• **Job**:
Can you filter the records down to every line containing the string "black" and copy those lines? Count only matches with the same case.

• **Dataset records**:

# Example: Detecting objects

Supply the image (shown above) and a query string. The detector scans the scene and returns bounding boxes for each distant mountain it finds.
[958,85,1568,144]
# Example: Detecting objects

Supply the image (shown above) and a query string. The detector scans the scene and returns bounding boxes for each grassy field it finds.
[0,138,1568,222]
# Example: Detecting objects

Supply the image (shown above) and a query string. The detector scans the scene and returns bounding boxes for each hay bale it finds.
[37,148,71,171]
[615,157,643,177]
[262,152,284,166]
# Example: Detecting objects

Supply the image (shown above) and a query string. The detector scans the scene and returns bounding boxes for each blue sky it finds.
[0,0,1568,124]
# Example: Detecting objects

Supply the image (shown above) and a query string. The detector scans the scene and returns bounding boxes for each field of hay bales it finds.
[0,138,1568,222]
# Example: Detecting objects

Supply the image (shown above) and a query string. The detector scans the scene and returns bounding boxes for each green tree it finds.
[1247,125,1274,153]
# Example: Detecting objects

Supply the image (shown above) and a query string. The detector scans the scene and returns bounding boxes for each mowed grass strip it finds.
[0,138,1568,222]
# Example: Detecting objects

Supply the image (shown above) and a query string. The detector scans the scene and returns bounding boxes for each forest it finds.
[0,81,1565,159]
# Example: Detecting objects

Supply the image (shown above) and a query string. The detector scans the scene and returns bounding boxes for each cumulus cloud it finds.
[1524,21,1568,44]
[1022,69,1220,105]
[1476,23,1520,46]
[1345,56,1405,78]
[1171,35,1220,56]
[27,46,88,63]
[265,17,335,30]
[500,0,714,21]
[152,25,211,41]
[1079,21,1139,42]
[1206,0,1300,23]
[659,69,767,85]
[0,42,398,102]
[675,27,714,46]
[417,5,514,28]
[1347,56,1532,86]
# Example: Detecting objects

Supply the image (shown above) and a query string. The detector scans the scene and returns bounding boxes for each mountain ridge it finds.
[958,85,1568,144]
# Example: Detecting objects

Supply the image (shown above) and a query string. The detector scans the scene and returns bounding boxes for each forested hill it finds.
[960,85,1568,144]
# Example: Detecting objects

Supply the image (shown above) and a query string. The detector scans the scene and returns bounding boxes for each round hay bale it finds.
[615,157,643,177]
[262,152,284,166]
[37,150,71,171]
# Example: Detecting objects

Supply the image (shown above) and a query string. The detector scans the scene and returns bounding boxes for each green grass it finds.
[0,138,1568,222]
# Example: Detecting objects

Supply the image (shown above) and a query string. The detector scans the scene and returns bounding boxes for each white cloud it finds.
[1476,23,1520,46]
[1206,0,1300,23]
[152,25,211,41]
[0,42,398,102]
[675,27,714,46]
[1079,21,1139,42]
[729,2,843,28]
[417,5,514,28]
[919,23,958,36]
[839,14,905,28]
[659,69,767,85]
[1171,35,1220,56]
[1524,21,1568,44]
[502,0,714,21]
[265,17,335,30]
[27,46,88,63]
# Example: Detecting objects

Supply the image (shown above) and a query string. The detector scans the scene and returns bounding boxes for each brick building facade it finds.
---
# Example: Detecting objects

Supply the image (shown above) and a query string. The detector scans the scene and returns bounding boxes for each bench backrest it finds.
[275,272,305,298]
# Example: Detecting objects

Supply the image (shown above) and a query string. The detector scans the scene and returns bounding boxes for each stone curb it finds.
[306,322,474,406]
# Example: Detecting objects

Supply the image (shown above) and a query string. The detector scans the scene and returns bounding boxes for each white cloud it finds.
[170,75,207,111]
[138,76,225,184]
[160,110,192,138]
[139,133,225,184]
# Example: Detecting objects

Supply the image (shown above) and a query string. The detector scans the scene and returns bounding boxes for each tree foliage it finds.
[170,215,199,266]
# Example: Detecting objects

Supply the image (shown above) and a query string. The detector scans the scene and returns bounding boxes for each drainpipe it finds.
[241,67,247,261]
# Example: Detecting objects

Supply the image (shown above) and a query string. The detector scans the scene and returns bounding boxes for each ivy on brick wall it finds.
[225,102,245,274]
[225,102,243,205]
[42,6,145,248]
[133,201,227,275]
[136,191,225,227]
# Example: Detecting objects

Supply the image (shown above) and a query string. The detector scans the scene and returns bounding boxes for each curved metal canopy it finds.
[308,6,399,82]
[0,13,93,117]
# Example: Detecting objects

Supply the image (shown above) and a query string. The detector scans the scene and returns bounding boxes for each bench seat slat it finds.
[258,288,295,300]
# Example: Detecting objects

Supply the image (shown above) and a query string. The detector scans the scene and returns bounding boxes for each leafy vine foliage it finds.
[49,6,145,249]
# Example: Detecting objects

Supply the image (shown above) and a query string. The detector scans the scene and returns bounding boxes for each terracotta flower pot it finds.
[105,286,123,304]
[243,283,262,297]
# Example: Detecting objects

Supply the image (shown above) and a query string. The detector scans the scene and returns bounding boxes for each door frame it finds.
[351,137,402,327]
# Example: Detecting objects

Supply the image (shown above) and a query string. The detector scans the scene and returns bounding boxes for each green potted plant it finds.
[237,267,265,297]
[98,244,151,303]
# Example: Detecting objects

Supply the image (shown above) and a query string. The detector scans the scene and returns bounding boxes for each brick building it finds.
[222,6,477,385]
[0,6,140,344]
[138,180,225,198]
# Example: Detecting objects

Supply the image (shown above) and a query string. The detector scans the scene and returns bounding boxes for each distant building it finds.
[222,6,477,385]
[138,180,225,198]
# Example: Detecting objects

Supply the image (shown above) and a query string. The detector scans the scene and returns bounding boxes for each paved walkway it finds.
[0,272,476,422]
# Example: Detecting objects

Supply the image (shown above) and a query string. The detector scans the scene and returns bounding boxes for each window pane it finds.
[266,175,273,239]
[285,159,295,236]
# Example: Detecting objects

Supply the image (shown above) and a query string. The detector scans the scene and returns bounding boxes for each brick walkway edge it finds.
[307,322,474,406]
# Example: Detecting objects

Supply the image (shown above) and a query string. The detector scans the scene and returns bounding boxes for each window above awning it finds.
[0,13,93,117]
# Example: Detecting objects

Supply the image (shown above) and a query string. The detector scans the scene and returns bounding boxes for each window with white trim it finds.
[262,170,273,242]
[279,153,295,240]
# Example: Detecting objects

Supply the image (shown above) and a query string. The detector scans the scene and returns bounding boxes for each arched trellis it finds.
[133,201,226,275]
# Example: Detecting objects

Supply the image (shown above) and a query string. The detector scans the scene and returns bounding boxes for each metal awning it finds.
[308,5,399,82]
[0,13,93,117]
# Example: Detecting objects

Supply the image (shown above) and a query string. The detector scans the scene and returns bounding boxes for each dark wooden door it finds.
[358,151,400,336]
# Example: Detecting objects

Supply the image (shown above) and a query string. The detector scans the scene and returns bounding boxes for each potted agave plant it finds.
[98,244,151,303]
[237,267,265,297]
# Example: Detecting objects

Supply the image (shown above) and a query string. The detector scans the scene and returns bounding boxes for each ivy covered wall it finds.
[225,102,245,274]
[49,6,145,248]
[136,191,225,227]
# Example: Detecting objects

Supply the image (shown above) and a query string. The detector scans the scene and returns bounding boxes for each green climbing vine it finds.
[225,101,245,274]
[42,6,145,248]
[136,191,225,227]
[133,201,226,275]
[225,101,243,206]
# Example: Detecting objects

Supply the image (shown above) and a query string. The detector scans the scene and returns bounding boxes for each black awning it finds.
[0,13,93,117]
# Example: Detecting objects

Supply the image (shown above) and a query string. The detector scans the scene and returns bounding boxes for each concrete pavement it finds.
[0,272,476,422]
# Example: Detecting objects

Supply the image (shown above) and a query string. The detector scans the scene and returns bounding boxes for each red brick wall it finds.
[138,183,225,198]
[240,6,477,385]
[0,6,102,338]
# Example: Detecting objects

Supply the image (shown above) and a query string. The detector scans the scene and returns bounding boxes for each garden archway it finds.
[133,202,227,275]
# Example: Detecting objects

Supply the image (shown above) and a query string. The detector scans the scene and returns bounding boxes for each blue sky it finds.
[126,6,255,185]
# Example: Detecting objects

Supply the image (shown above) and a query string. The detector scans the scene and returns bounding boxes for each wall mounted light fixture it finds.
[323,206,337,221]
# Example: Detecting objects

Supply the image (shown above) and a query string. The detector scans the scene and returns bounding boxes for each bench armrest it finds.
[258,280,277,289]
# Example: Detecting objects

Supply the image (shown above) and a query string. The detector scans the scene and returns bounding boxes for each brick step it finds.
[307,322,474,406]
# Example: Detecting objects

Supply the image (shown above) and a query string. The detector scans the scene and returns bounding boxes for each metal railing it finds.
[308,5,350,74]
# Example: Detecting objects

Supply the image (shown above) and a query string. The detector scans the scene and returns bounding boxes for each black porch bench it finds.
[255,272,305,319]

• **Written response**:
Supply the image (shown above) and a query string. The detector scans the scene and returns bounding boxes for each black awning it finds.
Supply the image (shown above) and a query string. The detector scans the scene and returns bounding boxes for each black porch bench it finds.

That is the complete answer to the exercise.